Data entries
§
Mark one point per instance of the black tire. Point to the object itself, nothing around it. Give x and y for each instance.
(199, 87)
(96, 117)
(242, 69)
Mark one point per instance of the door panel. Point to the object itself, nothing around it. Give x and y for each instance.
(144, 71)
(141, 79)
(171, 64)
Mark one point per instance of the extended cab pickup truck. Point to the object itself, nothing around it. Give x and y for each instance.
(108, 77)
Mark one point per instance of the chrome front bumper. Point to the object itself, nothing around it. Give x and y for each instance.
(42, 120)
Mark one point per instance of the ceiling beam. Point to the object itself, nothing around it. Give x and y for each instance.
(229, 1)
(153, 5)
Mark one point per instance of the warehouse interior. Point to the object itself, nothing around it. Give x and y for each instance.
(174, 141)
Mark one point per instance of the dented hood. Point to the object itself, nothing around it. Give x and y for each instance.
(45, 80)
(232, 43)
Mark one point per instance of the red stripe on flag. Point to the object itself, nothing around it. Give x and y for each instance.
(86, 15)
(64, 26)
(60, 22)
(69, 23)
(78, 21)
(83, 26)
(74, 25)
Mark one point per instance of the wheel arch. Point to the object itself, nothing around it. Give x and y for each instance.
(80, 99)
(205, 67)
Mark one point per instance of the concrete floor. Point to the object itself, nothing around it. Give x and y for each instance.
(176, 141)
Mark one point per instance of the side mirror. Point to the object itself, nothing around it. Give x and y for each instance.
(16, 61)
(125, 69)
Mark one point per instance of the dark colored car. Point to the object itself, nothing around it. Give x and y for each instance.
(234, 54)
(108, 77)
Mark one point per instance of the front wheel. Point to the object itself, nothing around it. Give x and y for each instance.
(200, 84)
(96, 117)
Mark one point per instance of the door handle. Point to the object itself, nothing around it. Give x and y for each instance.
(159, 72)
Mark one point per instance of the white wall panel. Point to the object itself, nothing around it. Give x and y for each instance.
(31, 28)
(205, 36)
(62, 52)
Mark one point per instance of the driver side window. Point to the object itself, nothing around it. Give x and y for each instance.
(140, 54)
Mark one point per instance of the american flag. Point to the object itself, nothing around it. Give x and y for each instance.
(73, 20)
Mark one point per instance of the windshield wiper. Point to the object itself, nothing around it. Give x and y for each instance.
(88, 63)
§
_PROBLEM TO WORK ON_. Reproduce verbatim every line from the one containing "Mark one point per instance of the red" through the final line above, both ends included.

_RESULT_.
Mark one point per instance of the red stripe on flag. Point to the object itself, nothing around it. Give x and y for each instance.
(86, 15)
(64, 26)
(60, 22)
(69, 23)
(78, 21)
(83, 26)
(74, 25)
Mark one point per instance of the wheel arch. Point to the object itself, nothing around it. Give x and y for each instance.
(80, 99)
(205, 67)
Mark one point per instance of the concrete floor. Point to the object itself, nothing around it. Give x and y for each instance.
(176, 141)
Mark one point per instance of the side mirror. Point to the object itself, nothing around it. Give x and y for each instance.
(16, 61)
(125, 69)
Mark one point per instance of the dark colored car. Point to the object itself, nothing around it. Give x and y for each instance.
(234, 54)
(108, 77)
Mark one point per instance of the front wheel. Point to the object itself, nothing around it. Give x and y for each instance.
(200, 84)
(96, 117)
Mark one point per instance of the door handle. Point to the object itself, nothing around it. Give x and y for each instance.
(159, 72)
Mark one point per instance of the white wall panel. Point to the object itself, nothing around it. Give x and y for each instance.
(31, 28)
(205, 36)
(62, 52)
Mark one point per instance of the driver side window. Point to the object itself, nothing around it. Give x and y for each instance.
(140, 54)
Mark one point per instance of the american flag. Point to the object itself, nothing around it. Give x and y for each instance.
(73, 20)
Mark one point per instance of the windshield wiper. Point to the object itself, nothing around it. Give x and y for each instance.
(88, 63)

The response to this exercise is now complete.